SET TASK
Starting at the first line of the listing below and stopping after the line that contains "(1203, 578)", reproduce every line, offsetting the coordinates in the answers by adding 66 to each number.

Data drawn from a collection:
*****

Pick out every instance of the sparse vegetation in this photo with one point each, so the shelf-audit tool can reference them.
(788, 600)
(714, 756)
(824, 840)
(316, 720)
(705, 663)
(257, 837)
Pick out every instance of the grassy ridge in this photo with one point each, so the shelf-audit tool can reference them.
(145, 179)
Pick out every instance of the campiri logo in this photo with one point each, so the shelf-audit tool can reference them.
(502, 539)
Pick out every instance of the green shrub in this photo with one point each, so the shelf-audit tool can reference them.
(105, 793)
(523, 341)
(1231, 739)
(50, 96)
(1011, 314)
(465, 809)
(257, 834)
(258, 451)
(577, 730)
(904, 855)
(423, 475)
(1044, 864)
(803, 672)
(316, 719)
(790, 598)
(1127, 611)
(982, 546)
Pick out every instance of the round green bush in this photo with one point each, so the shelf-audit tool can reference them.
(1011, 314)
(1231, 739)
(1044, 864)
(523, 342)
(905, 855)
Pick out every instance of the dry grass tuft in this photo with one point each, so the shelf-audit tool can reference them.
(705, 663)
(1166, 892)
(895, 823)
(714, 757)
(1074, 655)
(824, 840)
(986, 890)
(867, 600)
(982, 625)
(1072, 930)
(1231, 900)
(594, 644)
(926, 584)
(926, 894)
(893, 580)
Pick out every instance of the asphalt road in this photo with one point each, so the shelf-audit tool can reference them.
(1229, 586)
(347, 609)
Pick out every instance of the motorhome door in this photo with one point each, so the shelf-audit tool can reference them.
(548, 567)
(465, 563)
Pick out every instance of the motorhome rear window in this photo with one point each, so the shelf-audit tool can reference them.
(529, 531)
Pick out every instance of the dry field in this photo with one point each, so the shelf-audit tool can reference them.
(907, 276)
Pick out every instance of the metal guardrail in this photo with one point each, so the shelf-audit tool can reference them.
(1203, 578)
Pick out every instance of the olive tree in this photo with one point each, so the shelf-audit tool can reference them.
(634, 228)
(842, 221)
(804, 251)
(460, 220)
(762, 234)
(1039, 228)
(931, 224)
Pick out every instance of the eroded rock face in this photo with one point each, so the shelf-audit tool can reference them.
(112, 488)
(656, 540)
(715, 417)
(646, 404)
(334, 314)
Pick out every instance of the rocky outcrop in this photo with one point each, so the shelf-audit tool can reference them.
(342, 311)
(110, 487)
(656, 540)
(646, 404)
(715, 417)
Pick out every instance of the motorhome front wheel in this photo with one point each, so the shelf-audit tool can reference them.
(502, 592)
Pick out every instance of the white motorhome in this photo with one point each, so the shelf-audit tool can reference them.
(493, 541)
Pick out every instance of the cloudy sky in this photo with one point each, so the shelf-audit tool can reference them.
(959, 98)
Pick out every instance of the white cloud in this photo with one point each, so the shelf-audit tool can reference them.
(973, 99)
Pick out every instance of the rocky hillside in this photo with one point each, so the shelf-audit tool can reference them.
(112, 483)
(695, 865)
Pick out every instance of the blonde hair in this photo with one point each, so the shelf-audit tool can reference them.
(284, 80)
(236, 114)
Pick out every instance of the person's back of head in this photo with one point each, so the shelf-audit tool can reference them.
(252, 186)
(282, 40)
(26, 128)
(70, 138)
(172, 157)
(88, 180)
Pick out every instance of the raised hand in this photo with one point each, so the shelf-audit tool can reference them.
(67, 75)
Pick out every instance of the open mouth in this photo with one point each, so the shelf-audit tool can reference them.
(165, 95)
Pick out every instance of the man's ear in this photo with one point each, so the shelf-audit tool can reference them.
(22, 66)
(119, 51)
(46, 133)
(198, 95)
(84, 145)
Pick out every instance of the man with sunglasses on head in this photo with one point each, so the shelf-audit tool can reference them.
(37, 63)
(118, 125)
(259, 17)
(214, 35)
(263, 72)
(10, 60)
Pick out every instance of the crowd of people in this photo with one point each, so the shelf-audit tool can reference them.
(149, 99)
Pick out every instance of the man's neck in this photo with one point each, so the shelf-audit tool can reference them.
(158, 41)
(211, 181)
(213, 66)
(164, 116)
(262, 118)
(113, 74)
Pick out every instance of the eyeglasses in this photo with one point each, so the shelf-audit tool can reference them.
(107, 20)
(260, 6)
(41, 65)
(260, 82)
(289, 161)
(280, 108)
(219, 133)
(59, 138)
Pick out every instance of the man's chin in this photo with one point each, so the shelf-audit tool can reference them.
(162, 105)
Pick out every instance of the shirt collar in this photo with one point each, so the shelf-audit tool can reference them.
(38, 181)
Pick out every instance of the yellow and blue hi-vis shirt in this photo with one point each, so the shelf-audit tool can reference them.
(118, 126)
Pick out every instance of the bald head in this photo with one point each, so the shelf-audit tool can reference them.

*****

WRITTEN SOLUTION
Pick out every instance of the sparse vegetation in this photo with one point each, so the shelf-audit tool can reference them.
(854, 666)
(780, 822)
(890, 906)
(382, 786)
(771, 729)
(323, 903)
Pick out every instance of the grassy ridge in this photo with one point each, so the shelf-audit tool can reference them.
(211, 245)
Pick out every instance of the campiri logo in this photo with one point each, so the shelf-audit tool can reference them.
(568, 605)
Pick out every instance of the green shrub in this photo with one point each, so the shelf-audit tool can reference them.
(171, 859)
(589, 407)
(1297, 805)
(116, 162)
(1077, 380)
(531, 875)
(323, 900)
(324, 517)
(643, 796)
(970, 921)
(489, 541)
(1110, 930)
(869, 738)
(382, 785)
(856, 664)
(1193, 677)
(1048, 612)
Pick out every instance of the round green bush in this photo with one point each, so the shelf-audit tool can reference them.
(1077, 380)
(1297, 805)
(1110, 930)
(589, 408)
(971, 921)
Pick out every instance of the dry grass tuft in this photo with one point each, so the shelf-audit tool can reference them.
(771, 729)
(1232, 958)
(961, 889)
(780, 823)
(1140, 721)
(890, 906)
(1052, 956)
(933, 666)
(1048, 691)
(1138, 996)
(1297, 966)
(660, 710)
(992, 650)
(992, 960)
(959, 646)
Pick out every instance of the asphalt road in this photo with one point each, so the shelf-audit tool can reference them.
(1295, 652)
(413, 675)
Pick out every instance of the motorhome door in this photo with one point each, so the shelf-audit tool can reference them.
(614, 633)
(531, 629)
Pick out every instance of the motorhome rear window in this photo with one point each, so the shelf-audit tool can reference them.
(595, 597)
Pick out every instance of the dry field in this photo with one point each, so the shelf-audit tool can reference them.
(973, 342)
Pick out every instance of the metal guardrail in this photo with one point each, so the shelf-audit tool can reference them.
(1269, 644)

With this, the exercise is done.